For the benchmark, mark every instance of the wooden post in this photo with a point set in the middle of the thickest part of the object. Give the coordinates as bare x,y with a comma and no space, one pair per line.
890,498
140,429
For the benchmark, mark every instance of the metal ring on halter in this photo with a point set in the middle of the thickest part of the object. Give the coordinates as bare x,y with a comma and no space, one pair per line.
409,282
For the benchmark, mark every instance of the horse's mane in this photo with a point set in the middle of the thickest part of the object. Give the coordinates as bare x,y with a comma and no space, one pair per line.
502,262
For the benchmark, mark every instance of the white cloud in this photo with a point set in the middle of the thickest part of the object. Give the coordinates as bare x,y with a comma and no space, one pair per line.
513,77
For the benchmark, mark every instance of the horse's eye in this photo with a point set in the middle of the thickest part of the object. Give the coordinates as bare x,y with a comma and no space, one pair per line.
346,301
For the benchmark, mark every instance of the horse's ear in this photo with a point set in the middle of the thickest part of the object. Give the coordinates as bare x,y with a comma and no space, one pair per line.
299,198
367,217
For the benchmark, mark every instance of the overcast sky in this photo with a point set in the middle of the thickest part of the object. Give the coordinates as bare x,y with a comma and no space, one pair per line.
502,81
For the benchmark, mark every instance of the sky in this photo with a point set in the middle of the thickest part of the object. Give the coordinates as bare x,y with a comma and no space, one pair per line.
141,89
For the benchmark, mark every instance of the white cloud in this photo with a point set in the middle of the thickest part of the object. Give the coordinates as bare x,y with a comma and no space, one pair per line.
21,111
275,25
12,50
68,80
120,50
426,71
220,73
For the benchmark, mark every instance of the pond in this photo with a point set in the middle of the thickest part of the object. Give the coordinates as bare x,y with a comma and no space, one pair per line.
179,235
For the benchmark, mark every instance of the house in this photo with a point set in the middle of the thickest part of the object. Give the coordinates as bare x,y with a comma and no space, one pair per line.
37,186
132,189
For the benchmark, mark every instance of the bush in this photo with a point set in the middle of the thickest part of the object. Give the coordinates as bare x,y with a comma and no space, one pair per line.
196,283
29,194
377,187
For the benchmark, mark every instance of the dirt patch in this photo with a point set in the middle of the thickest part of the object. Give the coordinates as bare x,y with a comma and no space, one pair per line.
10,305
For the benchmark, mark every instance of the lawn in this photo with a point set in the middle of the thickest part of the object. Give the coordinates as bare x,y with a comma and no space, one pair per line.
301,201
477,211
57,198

──────

Перенесите все строки приведенных выше записей в нумерованный список. Пустые строки в него не включайте.

1. For the benchmark, mark every instance of the wooden post in this photo with a point set in the middle of the thickest part of the object. Give the coordinates as bare x,y with a comma and no space, one pair per line.
2. 890,498
3. 140,429
4. For the benchmark, mark every instance of the metal ring on halter in this photo with a point set in the middle of the thickest part of the object. Give the coordinates as bare x,y with a comma and no space, one pair per line.
5. 409,282
6. For the benchmark, mark every instance of the horse's mane in this photo with a point set in the middle of the thickest part of the object. Give the coordinates as bare x,y with a comma and no space, one pair per line.
7. 502,262
8. For the benchmark, mark every instance of the white cloud in this photo with a point set in the middle of the thickest part of the object. Give the coordinates as bare x,y with a comma and no space, one pair per line.
9. 513,77
10. For the benchmark, mark every instance of the horse's eye in this photo with a point set in the middle of the thickest part of the object. Give the coordinates as bare x,y with a comma and no space, one pair per line.
11. 346,301
12. For the benchmark, mark every instance of the horse's ear in this photo with a point set in the middle of the thickest part of the object. Give the coordinates as bare x,y with a comma and no space, one pair per line.
13. 299,198
14. 367,217
15. For the benchmark, mark every instance of the overcast sky in this photo with a point set in the middle of the thickest part of the object. Give the coordinates as bare x,y with a comma and no space, one pair per line.
16. 502,81
17. For the benchmark, mark every instance of the sky in this photo with a point set in the middle of the thickest part of the object. Give the coordinates as bare x,y with a comma and no space, one pair per line.
18. 141,89
19. For the benchmark, mark every instance of the white cloud in this photo with a point set in the middle of the thickest part of the object. Give the coordinates as bare x,y with a comma and no space, one pair per line.
20. 21,111
21. 275,25
22. 12,50
23. 68,80
24. 120,50
25. 426,71
26. 220,73
27. For the benchmark, mark every instance of the pond in this photo with a point set in the middle of the thickest part of the object. Give the coordinates as bare x,y with a comma and no space, one pair per line.
28. 179,235
29. For the benchmark, mark every instance of the house in this photo with a point set in the middle of the thickest part of the object. Give the coordinates as bare x,y with a comma and no space, one pair per line.
30. 37,186
31. 132,189
32. For the benchmark, mark every instance of the bush in this photo with a point set in the middle of the thickest part of the object. Give the coordinates as bare x,y with a comma and no space, one pair per line.
33. 196,283
34. 29,194
35. 377,187
36. For the benchmark, mark every instance of the dirt patch in this photo with a point set in the middle of the thickest part of the object. Give the coordinates as bare x,y with a comma and no space, one pair per line.
37. 10,305
38. For the benchmark, mark every instance of the lawn in this photo with a point set in the middle of the thickest part of the object. Give the coordinates as bare x,y with a comma and no space, one pair per line.
39. 301,201
40. 477,211
41. 57,198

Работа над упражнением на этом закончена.